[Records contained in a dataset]
::::::
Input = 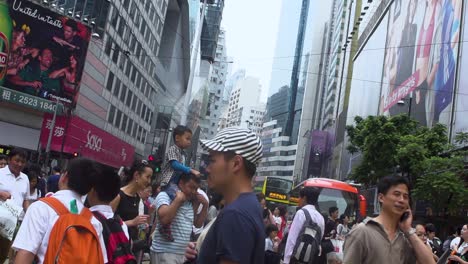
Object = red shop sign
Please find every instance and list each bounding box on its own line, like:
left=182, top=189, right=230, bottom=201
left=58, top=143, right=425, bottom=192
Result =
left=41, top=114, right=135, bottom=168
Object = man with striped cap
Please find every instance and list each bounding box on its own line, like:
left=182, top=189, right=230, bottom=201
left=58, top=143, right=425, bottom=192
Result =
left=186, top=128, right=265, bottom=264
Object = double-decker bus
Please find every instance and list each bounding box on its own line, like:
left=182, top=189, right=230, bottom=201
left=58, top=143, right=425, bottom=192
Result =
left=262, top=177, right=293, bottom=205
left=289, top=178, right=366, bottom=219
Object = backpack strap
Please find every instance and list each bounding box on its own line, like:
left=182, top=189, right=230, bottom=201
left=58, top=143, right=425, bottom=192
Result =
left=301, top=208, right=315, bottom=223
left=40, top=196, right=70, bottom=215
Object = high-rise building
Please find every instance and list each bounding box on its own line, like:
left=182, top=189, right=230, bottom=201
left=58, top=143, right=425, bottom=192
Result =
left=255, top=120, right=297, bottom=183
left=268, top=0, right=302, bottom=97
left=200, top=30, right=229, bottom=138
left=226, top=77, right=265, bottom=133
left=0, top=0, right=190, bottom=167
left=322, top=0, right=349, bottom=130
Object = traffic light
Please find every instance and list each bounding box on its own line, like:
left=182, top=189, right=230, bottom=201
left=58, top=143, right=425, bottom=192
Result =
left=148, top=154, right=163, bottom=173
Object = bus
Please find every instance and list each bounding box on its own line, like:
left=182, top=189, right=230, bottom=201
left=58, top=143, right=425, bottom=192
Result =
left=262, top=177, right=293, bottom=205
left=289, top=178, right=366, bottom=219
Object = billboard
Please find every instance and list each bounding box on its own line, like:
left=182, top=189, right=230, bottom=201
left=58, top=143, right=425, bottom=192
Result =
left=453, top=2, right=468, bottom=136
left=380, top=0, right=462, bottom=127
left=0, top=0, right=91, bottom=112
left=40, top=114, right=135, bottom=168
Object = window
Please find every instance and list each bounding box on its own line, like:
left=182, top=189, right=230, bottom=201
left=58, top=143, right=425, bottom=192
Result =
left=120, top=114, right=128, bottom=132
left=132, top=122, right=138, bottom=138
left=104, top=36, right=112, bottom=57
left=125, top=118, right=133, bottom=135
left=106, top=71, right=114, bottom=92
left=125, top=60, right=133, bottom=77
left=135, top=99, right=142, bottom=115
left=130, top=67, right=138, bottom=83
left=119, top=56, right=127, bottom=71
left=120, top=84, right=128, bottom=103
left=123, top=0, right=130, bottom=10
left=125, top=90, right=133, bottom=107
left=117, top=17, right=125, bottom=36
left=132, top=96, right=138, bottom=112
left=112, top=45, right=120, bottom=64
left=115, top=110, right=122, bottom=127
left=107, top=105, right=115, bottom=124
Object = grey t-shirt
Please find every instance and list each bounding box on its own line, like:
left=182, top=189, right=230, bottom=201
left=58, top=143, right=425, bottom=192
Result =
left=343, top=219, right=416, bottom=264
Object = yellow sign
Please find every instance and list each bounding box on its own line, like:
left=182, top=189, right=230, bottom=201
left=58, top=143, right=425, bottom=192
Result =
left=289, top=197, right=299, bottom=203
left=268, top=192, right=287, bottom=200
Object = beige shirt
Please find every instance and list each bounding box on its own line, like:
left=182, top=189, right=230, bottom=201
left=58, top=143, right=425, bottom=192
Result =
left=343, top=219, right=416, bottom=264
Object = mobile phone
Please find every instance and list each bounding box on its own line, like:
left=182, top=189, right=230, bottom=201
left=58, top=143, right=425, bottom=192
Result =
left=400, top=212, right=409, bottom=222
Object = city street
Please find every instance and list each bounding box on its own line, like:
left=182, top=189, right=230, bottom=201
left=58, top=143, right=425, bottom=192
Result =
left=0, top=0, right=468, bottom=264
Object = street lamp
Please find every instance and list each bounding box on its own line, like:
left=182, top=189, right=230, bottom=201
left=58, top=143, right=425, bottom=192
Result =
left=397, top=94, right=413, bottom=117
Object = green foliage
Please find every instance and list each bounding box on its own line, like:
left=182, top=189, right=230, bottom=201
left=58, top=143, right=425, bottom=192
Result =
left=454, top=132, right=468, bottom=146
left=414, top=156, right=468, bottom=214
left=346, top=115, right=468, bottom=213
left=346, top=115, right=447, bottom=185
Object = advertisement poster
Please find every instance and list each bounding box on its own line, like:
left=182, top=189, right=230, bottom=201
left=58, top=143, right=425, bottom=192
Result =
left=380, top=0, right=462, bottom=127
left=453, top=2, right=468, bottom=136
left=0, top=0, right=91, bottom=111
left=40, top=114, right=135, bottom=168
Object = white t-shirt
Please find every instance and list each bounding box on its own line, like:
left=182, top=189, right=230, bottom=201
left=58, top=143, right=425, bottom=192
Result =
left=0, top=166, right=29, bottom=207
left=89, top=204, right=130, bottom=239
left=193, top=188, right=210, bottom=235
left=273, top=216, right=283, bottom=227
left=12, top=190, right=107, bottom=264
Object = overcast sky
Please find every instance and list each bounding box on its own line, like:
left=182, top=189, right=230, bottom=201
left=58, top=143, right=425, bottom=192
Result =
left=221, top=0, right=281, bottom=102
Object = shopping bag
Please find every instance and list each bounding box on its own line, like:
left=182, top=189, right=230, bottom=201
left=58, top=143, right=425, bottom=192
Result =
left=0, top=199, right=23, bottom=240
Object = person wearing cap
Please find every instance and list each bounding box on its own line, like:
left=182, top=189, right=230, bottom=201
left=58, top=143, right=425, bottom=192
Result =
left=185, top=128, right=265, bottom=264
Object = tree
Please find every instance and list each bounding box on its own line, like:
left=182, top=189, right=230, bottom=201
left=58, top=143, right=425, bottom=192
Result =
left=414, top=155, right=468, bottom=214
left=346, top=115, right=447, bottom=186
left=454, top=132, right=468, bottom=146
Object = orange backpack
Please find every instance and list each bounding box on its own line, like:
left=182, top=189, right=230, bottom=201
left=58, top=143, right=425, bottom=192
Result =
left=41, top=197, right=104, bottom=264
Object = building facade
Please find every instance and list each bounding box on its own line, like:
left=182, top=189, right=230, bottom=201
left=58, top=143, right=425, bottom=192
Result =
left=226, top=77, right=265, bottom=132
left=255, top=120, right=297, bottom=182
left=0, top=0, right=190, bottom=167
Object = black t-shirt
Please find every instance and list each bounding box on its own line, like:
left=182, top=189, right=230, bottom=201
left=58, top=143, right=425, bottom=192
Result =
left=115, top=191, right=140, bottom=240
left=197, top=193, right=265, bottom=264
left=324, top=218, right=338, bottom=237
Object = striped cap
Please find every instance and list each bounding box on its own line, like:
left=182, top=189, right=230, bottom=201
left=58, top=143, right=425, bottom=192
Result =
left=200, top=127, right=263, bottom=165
::::::
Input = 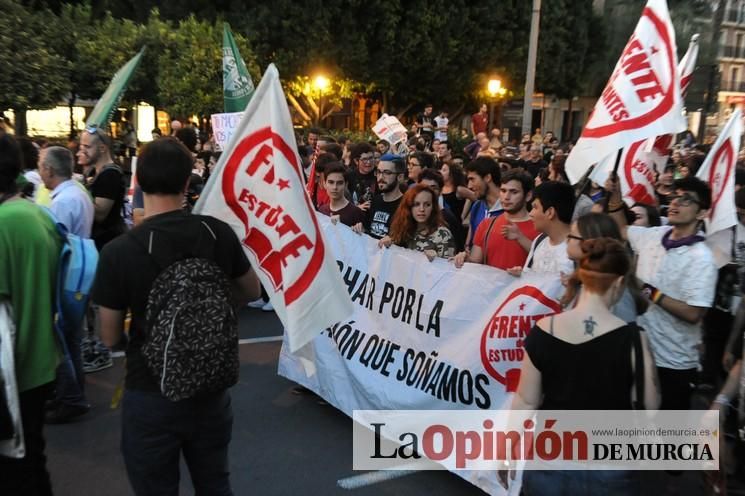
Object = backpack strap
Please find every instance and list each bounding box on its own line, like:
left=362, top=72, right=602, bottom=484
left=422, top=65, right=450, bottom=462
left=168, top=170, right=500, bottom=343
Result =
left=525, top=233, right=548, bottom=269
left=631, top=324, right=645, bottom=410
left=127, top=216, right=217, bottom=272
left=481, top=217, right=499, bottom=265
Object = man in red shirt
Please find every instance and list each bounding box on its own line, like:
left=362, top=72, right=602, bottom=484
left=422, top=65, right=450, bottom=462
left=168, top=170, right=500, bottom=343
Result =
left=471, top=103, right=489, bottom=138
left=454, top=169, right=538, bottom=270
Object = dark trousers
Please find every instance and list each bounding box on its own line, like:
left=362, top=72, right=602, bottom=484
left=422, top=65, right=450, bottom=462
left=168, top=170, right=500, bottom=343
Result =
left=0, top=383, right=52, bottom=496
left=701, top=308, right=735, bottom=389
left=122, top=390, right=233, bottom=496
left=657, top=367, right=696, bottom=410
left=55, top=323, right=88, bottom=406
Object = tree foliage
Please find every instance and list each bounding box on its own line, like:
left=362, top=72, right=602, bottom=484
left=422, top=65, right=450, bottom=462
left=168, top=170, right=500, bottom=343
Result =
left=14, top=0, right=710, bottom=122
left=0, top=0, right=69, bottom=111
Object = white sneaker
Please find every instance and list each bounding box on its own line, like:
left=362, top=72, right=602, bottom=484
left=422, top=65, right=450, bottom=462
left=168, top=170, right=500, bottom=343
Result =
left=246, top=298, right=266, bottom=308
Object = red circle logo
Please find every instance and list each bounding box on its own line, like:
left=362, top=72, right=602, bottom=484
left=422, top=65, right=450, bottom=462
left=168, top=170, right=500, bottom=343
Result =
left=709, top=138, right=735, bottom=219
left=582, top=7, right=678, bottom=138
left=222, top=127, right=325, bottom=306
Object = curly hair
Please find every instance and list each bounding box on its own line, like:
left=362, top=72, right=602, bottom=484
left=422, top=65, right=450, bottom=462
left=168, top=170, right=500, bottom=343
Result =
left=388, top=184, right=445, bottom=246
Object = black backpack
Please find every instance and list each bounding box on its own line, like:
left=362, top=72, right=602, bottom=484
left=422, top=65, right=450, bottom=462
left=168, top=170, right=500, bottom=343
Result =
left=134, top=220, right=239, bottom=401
::::::
TASK REQUIREMENTS: Copy the lines of the material word for word, starting at the line that contains "Object = mobile phone" and ending with the line that contains "left=0, top=0, right=468, bottom=264".

PROBLEM SOLUTION:
Object = mobile phone
Please find every instance and list each bounding box on its own line, like:
left=182, top=189, right=230, bottom=201
left=58, top=143, right=425, bottom=192
Result =
left=400, top=212, right=409, bottom=222
Object = city street
Please find every instance and list each bounding box on its own line, like:
left=182, top=189, right=230, bottom=201
left=58, top=143, right=425, bottom=192
Result =
left=0, top=0, right=468, bottom=264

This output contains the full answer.